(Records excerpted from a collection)
__________
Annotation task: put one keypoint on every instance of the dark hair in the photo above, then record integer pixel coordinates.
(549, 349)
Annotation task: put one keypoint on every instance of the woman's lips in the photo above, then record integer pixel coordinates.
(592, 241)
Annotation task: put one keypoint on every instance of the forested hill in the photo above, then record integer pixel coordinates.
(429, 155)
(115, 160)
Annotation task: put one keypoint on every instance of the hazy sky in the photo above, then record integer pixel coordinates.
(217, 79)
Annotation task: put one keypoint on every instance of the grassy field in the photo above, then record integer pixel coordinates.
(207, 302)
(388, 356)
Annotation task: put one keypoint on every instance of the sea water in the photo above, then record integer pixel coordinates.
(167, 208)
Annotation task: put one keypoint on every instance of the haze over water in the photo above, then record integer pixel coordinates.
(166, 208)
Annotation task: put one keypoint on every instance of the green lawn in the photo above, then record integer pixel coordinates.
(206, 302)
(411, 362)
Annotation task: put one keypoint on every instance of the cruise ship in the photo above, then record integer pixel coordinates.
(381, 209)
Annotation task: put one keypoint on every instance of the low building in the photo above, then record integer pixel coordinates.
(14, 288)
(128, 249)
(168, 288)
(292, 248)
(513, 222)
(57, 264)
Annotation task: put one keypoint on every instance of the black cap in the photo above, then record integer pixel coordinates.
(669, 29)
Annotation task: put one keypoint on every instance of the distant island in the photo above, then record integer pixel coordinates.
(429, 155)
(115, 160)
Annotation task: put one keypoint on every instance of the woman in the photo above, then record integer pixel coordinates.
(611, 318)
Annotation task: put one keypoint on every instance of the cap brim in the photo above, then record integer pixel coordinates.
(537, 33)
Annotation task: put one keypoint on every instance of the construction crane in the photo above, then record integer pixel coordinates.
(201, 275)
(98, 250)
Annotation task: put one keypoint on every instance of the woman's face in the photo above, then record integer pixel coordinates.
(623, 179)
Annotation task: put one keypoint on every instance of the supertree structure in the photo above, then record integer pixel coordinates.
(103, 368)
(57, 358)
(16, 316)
__________
• [Exercise brief]: Each record should come back exactly as written.

• [Answer to this task]:
Annotation task: put one keypoint on every instance of the dark hair in the photo above, then record integer pixel coordinates.
(549, 349)
Annotation task: put one keypoint on every instance of the woman's lips in the photo above, then record integer pixel coordinates.
(592, 241)
Annotation task: put one keypoint on every instance of the forested hill in the photo above, then record integer pixel coordinates.
(429, 155)
(115, 160)
Annotation task: put one keypoint on every instance of the hazy sky in the photo above, then record integer pixel coordinates.
(217, 79)
Annotation task: put one keypoint on every instance of the grassy field in the photo above, then record integer pixel coordinates.
(207, 302)
(388, 356)
Annotation task: put one keypoint on every instance of the sea water in the photo above, then record integer pixel coordinates.
(167, 208)
Annotation task: put one keypoint on every instance of the haze over water in the photo above, then record integer pixel coordinates.
(166, 208)
Annotation task: put one keypoint on every instance of the green lawn in the photo above, then record integer pixel coordinates.
(206, 302)
(411, 362)
Annotation task: put one keypoint on every instance of the cruise ship in the photo above, then record integer pixel coordinates.
(381, 209)
Annotation task: put one keypoint on every instance of the low building in the photo above, then record integer pixel coordinates.
(14, 288)
(128, 249)
(168, 288)
(292, 248)
(513, 222)
(57, 264)
Annotation task: put one keypoint on every instance of the black cap in the photo above, then record integer pixel coordinates.
(669, 29)
Annotation task: put one keypoint on every instance of the distant island in the photo above, then record integer pixel coordinates.
(429, 155)
(115, 160)
Annotation task: put one keypoint on every instance of the woman in the photo above, then record integer pixel coordinates.
(611, 318)
Annotation task: put one keypoint on every instance of the cap brim in the photo above, then record integer pixel coordinates.
(537, 33)
Annotation task: put one keypoint on every instance of the construction crane in the photo above, then record integer pixel coordinates.
(201, 275)
(98, 250)
Annotation task: put one keypoint on every instance of the woman's face in the photo above, then record integer pixel coordinates.
(623, 179)
Annotation task: put one keypoint on every instance of the supertree structure in the photo above, then record integer pixel coordinates.
(103, 368)
(57, 358)
(16, 316)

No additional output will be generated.